> Work instruction: Return exactly the lines from the start of the records below through the line containing "Query: house facade", both ends included, and leave out the pictures.

[Dataset entries]
______

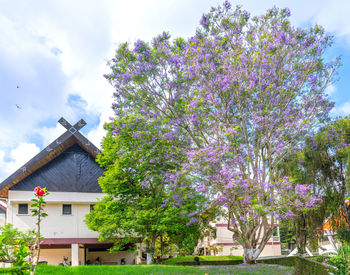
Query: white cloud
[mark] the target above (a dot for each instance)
(343, 109)
(331, 89)
(54, 49)
(18, 157)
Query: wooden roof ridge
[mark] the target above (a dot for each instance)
(53, 150)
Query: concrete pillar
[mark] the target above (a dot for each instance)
(75, 254)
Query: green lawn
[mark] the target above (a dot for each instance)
(164, 270)
(201, 258)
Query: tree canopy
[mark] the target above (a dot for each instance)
(234, 100)
(140, 205)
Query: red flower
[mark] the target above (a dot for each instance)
(39, 192)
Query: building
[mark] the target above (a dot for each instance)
(68, 170)
(220, 242)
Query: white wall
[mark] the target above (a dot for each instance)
(56, 225)
(2, 219)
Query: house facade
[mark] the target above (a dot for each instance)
(220, 242)
(68, 170)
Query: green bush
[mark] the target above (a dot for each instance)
(285, 261)
(190, 260)
(10, 270)
(341, 263)
(303, 266)
(232, 262)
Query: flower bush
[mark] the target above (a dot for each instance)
(38, 210)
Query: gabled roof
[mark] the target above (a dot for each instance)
(70, 137)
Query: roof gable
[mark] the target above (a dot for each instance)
(74, 170)
(56, 148)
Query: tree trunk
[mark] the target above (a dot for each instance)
(300, 234)
(250, 255)
(149, 258)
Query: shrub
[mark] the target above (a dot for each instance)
(341, 263)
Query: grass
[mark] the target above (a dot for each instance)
(163, 270)
(201, 258)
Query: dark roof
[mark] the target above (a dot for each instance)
(74, 170)
(2, 209)
(56, 148)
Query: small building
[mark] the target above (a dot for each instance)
(68, 170)
(220, 242)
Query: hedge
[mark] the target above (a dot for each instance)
(231, 262)
(9, 270)
(302, 265)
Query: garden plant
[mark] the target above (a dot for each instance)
(234, 101)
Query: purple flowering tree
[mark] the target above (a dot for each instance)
(240, 95)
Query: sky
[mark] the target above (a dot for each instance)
(53, 55)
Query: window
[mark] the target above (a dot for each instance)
(23, 208)
(67, 209)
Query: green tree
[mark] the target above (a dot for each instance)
(324, 163)
(15, 247)
(140, 205)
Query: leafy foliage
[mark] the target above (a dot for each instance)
(140, 205)
(235, 99)
(15, 247)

______

> Answer area:
Query: white cloud
[mark] the target above (a dot for each instance)
(343, 109)
(331, 89)
(54, 49)
(18, 157)
Query: wooden roof ridge
[mark] the target above (a dot for each instance)
(53, 150)
Query: concrete pillar
[mark] the target above (a dot for each instance)
(75, 254)
Query: green lawn
[mark] the target above (a dot for each instance)
(164, 270)
(201, 258)
Query: tree canopy
[mark] the target above (a dot for each instance)
(234, 100)
(140, 205)
Query: red flower
[mark] the target above (a dot for each instance)
(39, 192)
Query: building
[mark] the target above (a dot for each instance)
(68, 170)
(220, 242)
Query: white wall
[mark] the target above (a dot for each instance)
(56, 225)
(2, 219)
Query: house facade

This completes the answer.